:: Data for this exercise

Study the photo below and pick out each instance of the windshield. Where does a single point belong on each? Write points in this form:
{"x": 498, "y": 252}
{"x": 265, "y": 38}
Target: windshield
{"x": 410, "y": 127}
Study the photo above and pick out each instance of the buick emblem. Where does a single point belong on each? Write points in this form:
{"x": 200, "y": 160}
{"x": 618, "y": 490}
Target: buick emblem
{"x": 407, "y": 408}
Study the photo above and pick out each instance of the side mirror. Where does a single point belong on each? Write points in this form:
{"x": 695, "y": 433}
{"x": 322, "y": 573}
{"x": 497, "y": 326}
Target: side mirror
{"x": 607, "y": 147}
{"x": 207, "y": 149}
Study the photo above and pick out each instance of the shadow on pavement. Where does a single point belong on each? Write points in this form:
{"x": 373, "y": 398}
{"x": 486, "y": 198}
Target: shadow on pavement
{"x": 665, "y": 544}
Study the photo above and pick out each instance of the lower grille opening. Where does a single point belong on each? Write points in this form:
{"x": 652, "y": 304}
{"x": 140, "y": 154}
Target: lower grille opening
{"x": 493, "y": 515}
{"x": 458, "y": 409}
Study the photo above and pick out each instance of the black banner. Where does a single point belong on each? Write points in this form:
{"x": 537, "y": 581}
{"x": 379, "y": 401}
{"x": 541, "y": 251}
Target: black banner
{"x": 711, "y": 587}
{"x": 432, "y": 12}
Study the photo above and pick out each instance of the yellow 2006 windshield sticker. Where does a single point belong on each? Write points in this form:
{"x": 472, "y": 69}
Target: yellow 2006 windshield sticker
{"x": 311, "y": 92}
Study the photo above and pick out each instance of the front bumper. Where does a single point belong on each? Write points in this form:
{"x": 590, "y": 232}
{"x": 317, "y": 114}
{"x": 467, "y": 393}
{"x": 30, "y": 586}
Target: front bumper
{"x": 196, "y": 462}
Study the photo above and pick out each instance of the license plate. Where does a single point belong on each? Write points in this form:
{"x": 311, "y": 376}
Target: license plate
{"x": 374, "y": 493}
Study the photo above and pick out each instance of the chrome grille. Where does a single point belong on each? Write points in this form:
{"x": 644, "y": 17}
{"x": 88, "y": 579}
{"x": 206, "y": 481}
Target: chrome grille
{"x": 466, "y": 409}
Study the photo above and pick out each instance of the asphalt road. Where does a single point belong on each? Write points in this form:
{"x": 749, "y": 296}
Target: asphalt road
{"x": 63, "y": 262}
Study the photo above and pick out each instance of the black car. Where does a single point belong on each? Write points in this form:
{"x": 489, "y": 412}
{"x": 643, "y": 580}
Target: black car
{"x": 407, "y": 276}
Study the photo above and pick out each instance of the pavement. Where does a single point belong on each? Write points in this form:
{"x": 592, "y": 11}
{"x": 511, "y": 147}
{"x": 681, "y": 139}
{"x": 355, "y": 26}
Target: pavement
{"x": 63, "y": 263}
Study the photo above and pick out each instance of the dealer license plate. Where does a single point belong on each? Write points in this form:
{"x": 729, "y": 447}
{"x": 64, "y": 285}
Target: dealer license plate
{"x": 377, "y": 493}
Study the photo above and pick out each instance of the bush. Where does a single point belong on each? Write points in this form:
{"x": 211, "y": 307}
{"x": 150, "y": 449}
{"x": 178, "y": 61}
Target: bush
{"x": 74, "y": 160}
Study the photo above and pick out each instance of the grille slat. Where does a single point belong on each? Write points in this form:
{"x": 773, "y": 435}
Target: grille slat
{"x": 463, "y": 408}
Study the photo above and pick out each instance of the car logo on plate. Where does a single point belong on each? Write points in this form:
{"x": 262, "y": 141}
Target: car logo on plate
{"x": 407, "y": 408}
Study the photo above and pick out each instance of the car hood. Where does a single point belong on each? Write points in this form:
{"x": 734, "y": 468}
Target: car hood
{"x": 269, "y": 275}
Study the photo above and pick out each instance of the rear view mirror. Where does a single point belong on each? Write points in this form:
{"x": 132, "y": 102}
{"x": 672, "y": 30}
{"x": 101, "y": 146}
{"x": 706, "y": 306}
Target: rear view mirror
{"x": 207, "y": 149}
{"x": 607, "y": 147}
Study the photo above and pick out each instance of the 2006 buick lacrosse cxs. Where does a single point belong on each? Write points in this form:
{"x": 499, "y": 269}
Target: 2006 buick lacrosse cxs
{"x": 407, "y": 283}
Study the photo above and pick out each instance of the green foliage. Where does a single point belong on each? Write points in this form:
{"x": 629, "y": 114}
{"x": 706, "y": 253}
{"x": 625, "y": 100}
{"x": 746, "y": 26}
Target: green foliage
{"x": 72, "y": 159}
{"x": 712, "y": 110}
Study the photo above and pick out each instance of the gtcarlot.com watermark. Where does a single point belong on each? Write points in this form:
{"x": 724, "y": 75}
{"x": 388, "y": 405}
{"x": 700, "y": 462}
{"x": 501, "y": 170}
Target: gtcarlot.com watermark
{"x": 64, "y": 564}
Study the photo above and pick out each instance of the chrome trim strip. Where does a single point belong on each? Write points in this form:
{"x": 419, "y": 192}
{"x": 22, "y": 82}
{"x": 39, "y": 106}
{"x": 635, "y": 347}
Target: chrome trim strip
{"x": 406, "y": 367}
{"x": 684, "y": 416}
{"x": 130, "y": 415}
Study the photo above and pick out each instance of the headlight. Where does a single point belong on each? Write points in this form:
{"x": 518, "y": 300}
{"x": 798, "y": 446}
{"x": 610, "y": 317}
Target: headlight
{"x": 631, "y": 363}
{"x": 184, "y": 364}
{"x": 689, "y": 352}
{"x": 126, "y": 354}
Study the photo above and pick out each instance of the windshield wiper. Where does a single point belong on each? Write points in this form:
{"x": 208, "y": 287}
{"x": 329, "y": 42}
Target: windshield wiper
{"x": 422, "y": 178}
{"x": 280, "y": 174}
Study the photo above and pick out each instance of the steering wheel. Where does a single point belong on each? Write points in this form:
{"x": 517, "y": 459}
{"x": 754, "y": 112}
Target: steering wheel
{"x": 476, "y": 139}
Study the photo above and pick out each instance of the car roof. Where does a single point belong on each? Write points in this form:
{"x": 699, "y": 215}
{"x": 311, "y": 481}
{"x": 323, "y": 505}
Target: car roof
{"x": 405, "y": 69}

::::

What you need to do: Rewrite all of the records above, replacing every occurrence of "pick out each instance of" with "mark every occurrence of" and changing nothing else.

Result:
Study the photo below and mark every occurrence of the windshield. Where does a single point belong on each? Write points in this form:
{"x": 498, "y": 252}
{"x": 265, "y": 38}
Target: windshield
{"x": 410, "y": 127}
Study the photo above and mark every occurrence of the buick emblem. Where does a single point belong on each? Write points in this form:
{"x": 200, "y": 160}
{"x": 618, "y": 490}
Target: buick emblem
{"x": 407, "y": 408}
Study the photo above and mark every occurrence of the side mirror. Where does a single point belong on each? Write points in this form:
{"x": 695, "y": 433}
{"x": 322, "y": 573}
{"x": 497, "y": 326}
Target: side mirror
{"x": 607, "y": 147}
{"x": 207, "y": 149}
Study the photo above and mark every occurrence of the shadow on pavement. Where does a single point belong on each? Write points in this form:
{"x": 373, "y": 398}
{"x": 486, "y": 198}
Target: shadow on pavement
{"x": 665, "y": 544}
Study the photo above and mark every occurrence of the lower grille opening. Where does a single point belong on each? Write points in this form:
{"x": 652, "y": 304}
{"x": 140, "y": 154}
Target: lower grille opening
{"x": 493, "y": 515}
{"x": 458, "y": 409}
Study the photo above and mark every occurrence of the black banner. Where does a single point belong on each? Write points in this form:
{"x": 537, "y": 581}
{"x": 379, "y": 401}
{"x": 541, "y": 251}
Target: black banner
{"x": 711, "y": 587}
{"x": 432, "y": 12}
Study the photo above and mark every occurrence of the yellow 2006 windshield sticker. Where does a single point belong on each? Write points in this form:
{"x": 472, "y": 69}
Target: yellow 2006 windshield sticker
{"x": 311, "y": 92}
Study the photo above and mark every occurrence of the front bumper. Where does a single point belong on each? Write points in this form:
{"x": 590, "y": 232}
{"x": 317, "y": 114}
{"x": 467, "y": 393}
{"x": 30, "y": 586}
Target: front bumper
{"x": 196, "y": 462}
Study the photo above and mark every occurrence of the license plate. Where does a single point belong on each? Write points in this form:
{"x": 311, "y": 376}
Target: license plate
{"x": 374, "y": 493}
Study the photo above and mark every occurrence of the chrome grille. Where does a single point belong on each? Write points in this form:
{"x": 644, "y": 17}
{"x": 88, "y": 579}
{"x": 206, "y": 481}
Target: chrome grille
{"x": 466, "y": 409}
Study the photo above and mark every occurrence of the asphalt road. Where does a single point belong on each? Write points in this form:
{"x": 749, "y": 296}
Target: asphalt road
{"x": 63, "y": 262}
Study the photo above and mark every occurrence of the black car. Where does a single point belong on each? Write points in this form:
{"x": 489, "y": 412}
{"x": 643, "y": 580}
Target: black car
{"x": 407, "y": 276}
Study the photo above and mark every occurrence of the pavement. Where does a single point belong on each? Write points in this form:
{"x": 592, "y": 11}
{"x": 511, "y": 147}
{"x": 681, "y": 139}
{"x": 355, "y": 26}
Target: pavement
{"x": 63, "y": 263}
Study the photo above and mark every occurrence of the dealer license plate. Where does a single point belong on each? Write points in this form:
{"x": 729, "y": 447}
{"x": 64, "y": 285}
Target: dealer license plate
{"x": 377, "y": 493}
Study the photo above and mark every occurrence of the bush. Where does a single point belong on each? Write points in this form:
{"x": 211, "y": 307}
{"x": 150, "y": 449}
{"x": 178, "y": 61}
Target: bush
{"x": 74, "y": 160}
Study the photo above and mark every occurrence of the grille slat. Where does a single point belong on each? Write points in this form:
{"x": 773, "y": 435}
Target: grille slat
{"x": 463, "y": 408}
Study the photo above and mark every occurrence of the car logo on plate. Where does a single point belong on each? Write points in this form:
{"x": 262, "y": 141}
Target: car logo on plate
{"x": 407, "y": 408}
Study the photo above and mark every occurrence of the car hood. Where does a single point belong on each? Write points in this form:
{"x": 734, "y": 468}
Target: car hood
{"x": 269, "y": 275}
Study the photo above and mark every occurrence of the rear view mirror. Where does a single point belong on each? Write points in this form:
{"x": 132, "y": 102}
{"x": 672, "y": 30}
{"x": 101, "y": 146}
{"x": 706, "y": 306}
Target: rear view mirror
{"x": 207, "y": 149}
{"x": 607, "y": 147}
Study the photo above and mark every occurrence of the 2006 buick lacrosse cxs. Where does a single point belong on each? Write points in this form:
{"x": 499, "y": 269}
Target: 2006 buick lacrosse cxs
{"x": 407, "y": 283}
Study the photo above and mark every occurrence of the green foliage. Where does a single point belong on each? Write points in this form:
{"x": 629, "y": 114}
{"x": 706, "y": 253}
{"x": 625, "y": 100}
{"x": 746, "y": 26}
Target: green foliage
{"x": 72, "y": 159}
{"x": 712, "y": 110}
Study the photo above and mark every occurrence of the gtcarlot.com watermark. Where does a single point belong on each? Write points in this form:
{"x": 724, "y": 75}
{"x": 388, "y": 405}
{"x": 700, "y": 462}
{"x": 501, "y": 170}
Target: gtcarlot.com watermark
{"x": 64, "y": 564}
Study the photo above and mark every occurrence of the chrome trim strip. Where does a single point belong on each? Write points in this form:
{"x": 419, "y": 192}
{"x": 22, "y": 82}
{"x": 39, "y": 106}
{"x": 635, "y": 347}
Target: chrome trim strip
{"x": 406, "y": 367}
{"x": 684, "y": 416}
{"x": 130, "y": 415}
Study the photo above and mark every occurrence of the headlight. Where does a single point belong on each? Write points in this form:
{"x": 518, "y": 300}
{"x": 798, "y": 446}
{"x": 610, "y": 317}
Target: headlight
{"x": 631, "y": 363}
{"x": 184, "y": 364}
{"x": 689, "y": 352}
{"x": 126, "y": 354}
Study the photo above and mark every occurrence of the windshield wiper. Where does a single point belong on each? Write points in this form:
{"x": 208, "y": 287}
{"x": 329, "y": 42}
Target: windshield wiper
{"x": 422, "y": 178}
{"x": 280, "y": 174}
Study the photo above and mark every occurrence of the steering wheel. Where does a single point belong on each? Write points in this form:
{"x": 517, "y": 459}
{"x": 754, "y": 112}
Target: steering wheel
{"x": 476, "y": 139}
Study the photo above and mark every occurrence of the car roof. Where does a single point belong on each? Write points in this form:
{"x": 699, "y": 215}
{"x": 311, "y": 481}
{"x": 323, "y": 505}
Target: car roof
{"x": 405, "y": 69}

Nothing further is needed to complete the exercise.